*PROBLEM DETAILS*:
Exact copy, no pictures: return all the records as they stand.
*** AVAILABLE DATA ***
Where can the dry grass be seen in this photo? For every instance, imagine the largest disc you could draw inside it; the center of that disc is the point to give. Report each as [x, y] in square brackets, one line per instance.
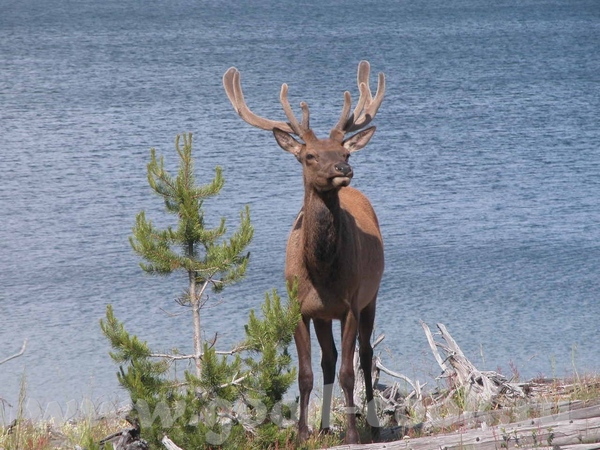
[86, 432]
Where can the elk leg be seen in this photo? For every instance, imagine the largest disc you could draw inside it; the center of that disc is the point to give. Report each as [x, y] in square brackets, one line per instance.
[323, 330]
[365, 329]
[305, 374]
[349, 327]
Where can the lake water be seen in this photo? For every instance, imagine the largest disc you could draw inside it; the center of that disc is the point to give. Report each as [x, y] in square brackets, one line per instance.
[484, 171]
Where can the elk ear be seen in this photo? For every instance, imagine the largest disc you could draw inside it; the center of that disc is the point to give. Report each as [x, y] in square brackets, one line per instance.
[359, 140]
[287, 142]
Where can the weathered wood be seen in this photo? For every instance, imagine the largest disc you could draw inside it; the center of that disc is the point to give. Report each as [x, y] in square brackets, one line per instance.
[169, 444]
[578, 429]
[557, 425]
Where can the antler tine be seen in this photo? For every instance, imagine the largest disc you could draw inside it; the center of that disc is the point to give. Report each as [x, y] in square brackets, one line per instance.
[366, 107]
[233, 89]
[299, 129]
[371, 105]
[338, 131]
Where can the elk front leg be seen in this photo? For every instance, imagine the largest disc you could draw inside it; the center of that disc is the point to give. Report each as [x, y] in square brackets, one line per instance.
[305, 373]
[323, 330]
[349, 329]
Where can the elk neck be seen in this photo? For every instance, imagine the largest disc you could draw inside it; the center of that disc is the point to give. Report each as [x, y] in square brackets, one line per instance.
[322, 229]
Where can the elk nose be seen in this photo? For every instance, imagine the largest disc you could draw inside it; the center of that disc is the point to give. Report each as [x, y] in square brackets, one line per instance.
[344, 168]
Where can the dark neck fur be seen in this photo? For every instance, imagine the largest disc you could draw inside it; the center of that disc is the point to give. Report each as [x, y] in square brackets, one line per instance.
[322, 231]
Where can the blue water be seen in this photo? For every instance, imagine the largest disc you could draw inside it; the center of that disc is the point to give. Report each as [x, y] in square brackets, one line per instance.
[484, 172]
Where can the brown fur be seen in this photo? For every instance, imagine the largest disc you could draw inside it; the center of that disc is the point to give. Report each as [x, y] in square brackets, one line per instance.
[335, 250]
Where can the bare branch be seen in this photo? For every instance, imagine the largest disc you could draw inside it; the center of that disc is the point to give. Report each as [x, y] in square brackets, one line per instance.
[169, 444]
[16, 355]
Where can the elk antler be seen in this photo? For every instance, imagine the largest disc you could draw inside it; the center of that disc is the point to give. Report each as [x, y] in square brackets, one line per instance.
[366, 108]
[233, 88]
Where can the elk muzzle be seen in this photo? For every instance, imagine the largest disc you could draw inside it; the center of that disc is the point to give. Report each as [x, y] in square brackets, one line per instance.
[343, 175]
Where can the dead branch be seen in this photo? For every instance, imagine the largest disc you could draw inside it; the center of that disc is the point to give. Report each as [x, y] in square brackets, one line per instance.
[169, 444]
[16, 355]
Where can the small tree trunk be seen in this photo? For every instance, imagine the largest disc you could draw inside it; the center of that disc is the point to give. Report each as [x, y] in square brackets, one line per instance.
[195, 302]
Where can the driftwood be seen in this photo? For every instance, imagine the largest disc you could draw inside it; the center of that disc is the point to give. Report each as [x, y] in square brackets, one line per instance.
*** End of AVAILABLE DATA ***
*OUTPUT OF THE EXERCISE*:
Where can the dry grass be seen in this photo? For every instance, imagine the largest disc you could draw inside it; the center of that disc is the point to give. Report each as [x, y] in square brackets, one line per instance.
[86, 432]
Where can the elk leg be seen in this photo? For every instance, imagine the largest disc you could draw inside it; the center of that disc is the point to give. Report each as [x, y] in square brackets, one line per instance.
[323, 330]
[365, 329]
[305, 374]
[349, 327]
Where can the lake water be seen in this photo? For every instance, imagine the largest disc you could draw inside it; the center of that disc is the point to give. Report each as [x, y] in square brackets, one line per instance.
[484, 171]
Where can the elk ear be seen in this photo? For every instance, imagine the largest disc you could draw inside it; the center of that disc is the point to give. Report each as [x, y] in square brackets, one line per instance.
[359, 140]
[287, 142]
Where can the weathered wood be seen in this photo? For every instance, imagine the largest disc you could draw inside it; the center of that disc is the point to give. Report each as [x, y] in square brackets, one line per instance.
[169, 444]
[578, 429]
[557, 425]
Where can the antler tine be seen in this photo? For every instance, imagine the largest disc you could draw inside it; the center of that disc is the point to give. Report each as [x, y] in square brackets, one line per instance.
[366, 107]
[233, 89]
[299, 129]
[371, 105]
[338, 131]
Where can the elk front leg be seen in this photo? For every instance, imagine the largest disc you could draw inside it; the center of that disc is the point to give. Report each as [x, y] in square brackets, one line per instance.
[305, 373]
[323, 330]
[349, 329]
Where can the elk neck be seen in this photo? For every instance, imagine the largest disc you could draw inside it; the center of that disc is the point to give. Report each as [x, y] in square brackets, one line per instance.
[322, 229]
Where can the elk nose be seen in this photo? For every instance, imagine the largest disc you could draw inside it; the center of that disc is the point to give. Report each as [x, y] in square brackets, one line per instance.
[344, 168]
Where can the dark neck fur be seen in this photo? For every instance, imagine the largest disc you could draw inside it; the center of that disc is the point to give. Report each as [x, y] in square brackets, one line per instance.
[322, 231]
Where can the blue water be seen in this photo? For every instance, imagine the largest disc you could draw inside it; the center of that disc is the point to give. Report each as [x, y] in square brackets, one line per instance.
[484, 172]
Where can the brown fur be seen in this photo? For every instance, imagine the largest disc you could draw inside it; the center of that disc is the point to give. Report each as [x, y] in square brackets, one line per instance.
[335, 250]
Where can the bare branch be seen in this photo? For every instance, imagine the largest disc you could draw inside it; the center of that disc is the point to give. Report each as [x, y] in square brackets, one line per instance.
[169, 444]
[16, 355]
Where can the elk antler be seen in this photo? For every instance, imagine the largest disc you could draw inside it; the center of that disc is the point to give. Report each as [x, y] in square brackets, one line per instance.
[366, 108]
[233, 88]
Where can the elk muzzle be seen in this photo? For every instance, imagine the largest disc you could draw inside it; the center of that disc is the point to give. Report each as [x, y] in square brackets, one line per instance.
[343, 175]
Where can the dead branch be seen in this photo? For every instance, imagine the largest disc you could draw inside it; the center of that disc is the point to give. Report each as [x, y] in square brackets, one line per instance.
[169, 444]
[16, 355]
Where can the small tree trunk be seen in this photo? For every instance, imagine the largest disc you could draw inside it; the center of that disc is the point to give. Report each as [x, y] in square brackets, one line per instance.
[195, 302]
Where can the driftwood be seen in this photo? For every instance, imagine the largest disc you could draw inside it; the center of that disc is the point to give. Report each as [x, y] in square brackets, one line per instance.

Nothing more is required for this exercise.